Source:
▽
Language Shootout
David C. Ullrich
ullrich at math.okstate.edu
Wed Jul 11 10:48:13 EDT 2001
On Wed, 11 Jul 2001 01:47:30 GMT, bokr at accessone.com (Bengt Richter)
wrote:
>On Tue, 10 Jul 2001 13:54:47 GMT, ullrich at math.okstate.edu (David C.
>Ullrich) wrote:
>
>>On Tue, 10 Jul 2001 01:18:16 -0400, "Tim Peters" <tim.one at home.com>
>>wrote:
>>
>>>[Bengt Richter]
>>>> ...
>>>> I just did a python recursive fib(100000) in
>>>> just over 15 seconds, including startup and
>which turned out to be mostly str conversion for
>the print, so I thought I'd try recursion on that...
>(see below ;-)
Sorry I missed the "which turned out to be
mostly str conversion" the first time I read this.
>[...]
>>(Took a minute to find fib.py just now, because it was filed
>>under "MatrixTypes". I calculate fib(100000) in 1.7
>>seconds this way; for comparison, str(fib(100000)) takes
>>8.0 seconds.)
△
Listed entries:
▽
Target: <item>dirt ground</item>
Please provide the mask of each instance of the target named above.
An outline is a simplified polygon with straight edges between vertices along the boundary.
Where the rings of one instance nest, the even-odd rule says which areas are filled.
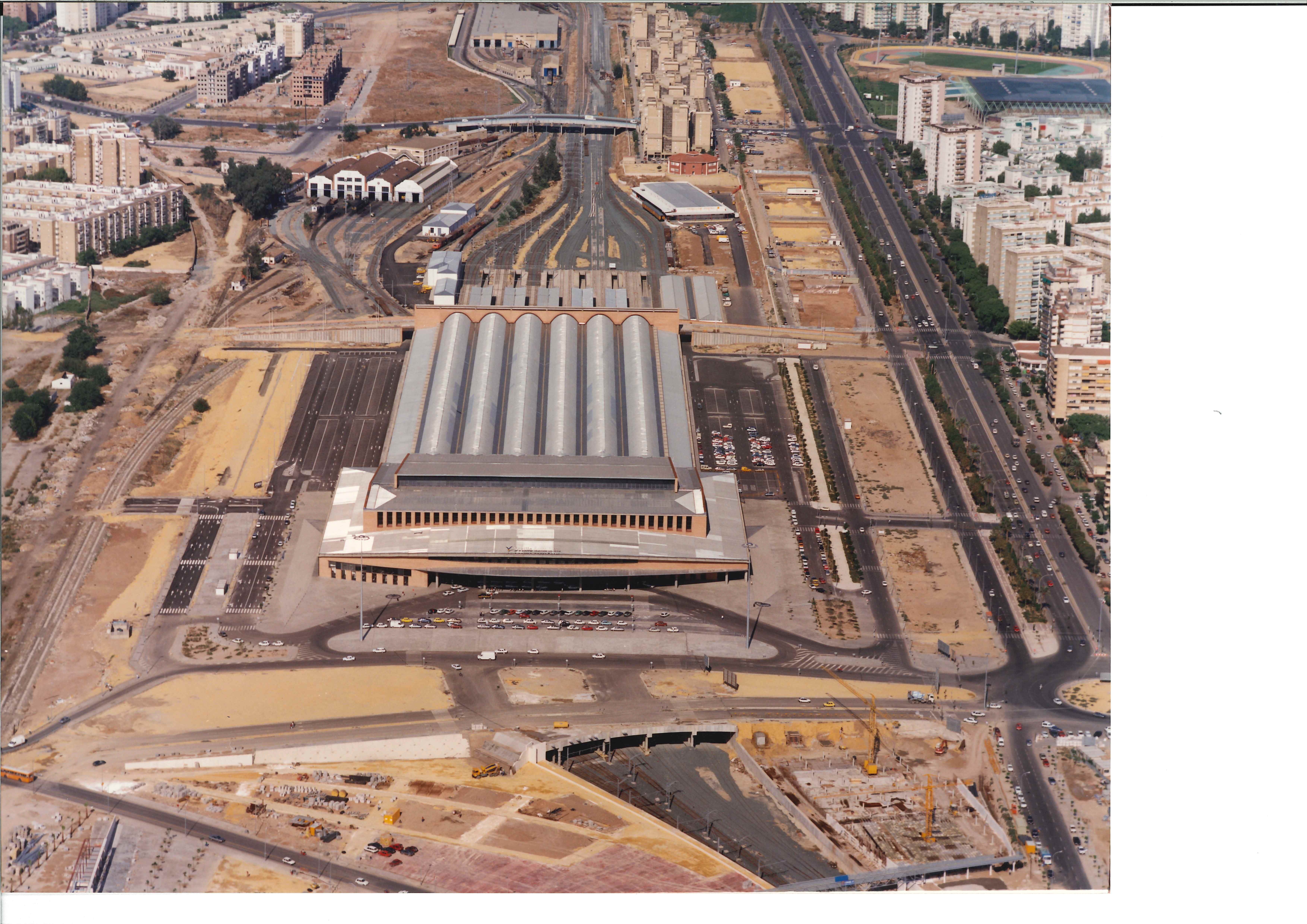
[[[880,537],[903,629],[912,650],[935,653],[944,640],[958,657],[1002,656],[984,604],[961,558],[951,529],[886,529]]]
[[[814,196],[772,196],[763,195],[767,216],[774,218],[825,218],[821,204]],[[782,229],[772,229],[778,240],[786,240]]]
[[[835,410],[851,420],[844,439],[863,503],[885,514],[938,514],[940,503],[890,374],[880,365],[827,362]]]
[[[519,706],[595,702],[586,674],[575,668],[503,668],[499,682]]]
[[[799,306],[799,323],[804,327],[853,327],[857,322],[857,302],[847,285],[791,277],[789,291]]]
[[[86,723],[90,734],[165,734],[450,707],[444,676],[420,667],[342,667],[190,674]]]
[[[448,61],[456,12],[454,4],[409,8],[403,25],[391,10],[350,17],[350,38],[340,41],[345,67],[380,68],[362,122],[434,122],[512,105],[502,84]]]
[[[192,86],[195,86],[193,80],[179,78],[170,84],[162,77],[148,77],[125,84],[88,85],[86,91],[93,103],[112,106],[116,110],[140,111],[179,91],[190,90]]]
[[[1057,695],[1081,708],[1112,714],[1112,685],[1107,681],[1081,680],[1067,684]]]
[[[195,234],[179,235],[175,240],[169,240],[153,247],[142,247],[127,256],[107,256],[103,260],[106,267],[125,267],[129,261],[145,260],[150,269],[191,269],[191,257],[195,255]]]
[[[63,621],[50,664],[38,676],[24,727],[50,721],[73,703],[135,676],[128,665],[132,646],[167,576],[186,520],[118,516],[110,523],[108,540]],[[132,623],[132,636],[111,638],[112,619]]]
[[[174,431],[184,446],[173,465],[135,495],[263,495],[254,482],[272,470],[314,354],[210,349],[207,355],[246,359],[246,366],[208,396],[210,410],[187,416]]]

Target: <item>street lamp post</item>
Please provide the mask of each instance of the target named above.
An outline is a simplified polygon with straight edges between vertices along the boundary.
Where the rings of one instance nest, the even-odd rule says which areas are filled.
[[[357,533],[350,538],[358,540],[358,640],[363,640],[363,542],[371,536]]]

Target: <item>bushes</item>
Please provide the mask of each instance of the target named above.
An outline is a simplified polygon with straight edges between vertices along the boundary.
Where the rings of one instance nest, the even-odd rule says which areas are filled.
[[[1098,553],[1094,550],[1094,544],[1089,541],[1085,532],[1080,528],[1080,520],[1076,519],[1076,511],[1064,503],[1057,504],[1057,519],[1063,521],[1067,528],[1067,535],[1070,536],[1070,544],[1076,546],[1076,554],[1080,559],[1085,562],[1085,567],[1090,571],[1098,571]]]
[[[73,102],[80,103],[86,101],[86,85],[81,81],[68,80],[61,73],[56,73],[43,82],[41,89],[51,95],[72,99]]]

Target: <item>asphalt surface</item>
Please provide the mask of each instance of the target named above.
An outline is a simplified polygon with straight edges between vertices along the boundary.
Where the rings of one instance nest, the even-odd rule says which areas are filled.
△
Brief 1: In the language shootout thread, how long does str(fib(100000)) take?
Brief 2: Pick up the language shootout thread after its final line and keep writing.

Task answer 1: 8.0 seconds.

Task answer 2:
>Hi Dave ;-)
>
>Try strL for comparison. It's recursive, and faster than str
>for big numbers. I got
> >>> len(strL.strL(ffib(100000)))
> 20899
>
>so you can type in 10L**20899 on the command line
>for a number in the same ballpark as the fib, for a test.
>On my system I get
>
>[18:47] C:\pywk\fib>strL.py str 10L**20899
>str took 13.601617 seconds
>
>[18:47] C:\pywk\fib>strL.py strL 10L**20899
>strL took 1.044989 seconds
>
>Recursion rides again ;-)
Recursive or not, the idea that we can write
a replacement for str that's faster is very
curious.
>BTW, how do you put everything inside the strL def
>to hide names, and how do you recurse inside without
>a warning message?
>
>A couple of lines wrapped...
>_______________________________________________________________
># strL.py -- recursive long to decimal string conversion
># 2001-07-10 bokr
>#
>p10d={}
>def p10(n):
> if not p10d.has_key(n):
> p = p10d[n] = 10L**n
> return p
> return p10d[n]
>
>def strLR(n,w=0): # w>0 is known width, w<0 is searching guess
> if w == 0: return []
> if w > 0:
> if w <=9: return [('%0'+chr(w+48)+'d') % n]
> wr = w/2
> nl,nr = divmod(n,p10(wr))
> return strLR(nl,w-wr)+strLR(nr,wr)
> else:
> nl,nr = divmod(n,p10(-w))
> if nl:
> return strLR(nl, 2*w) + strLR(nr,-w)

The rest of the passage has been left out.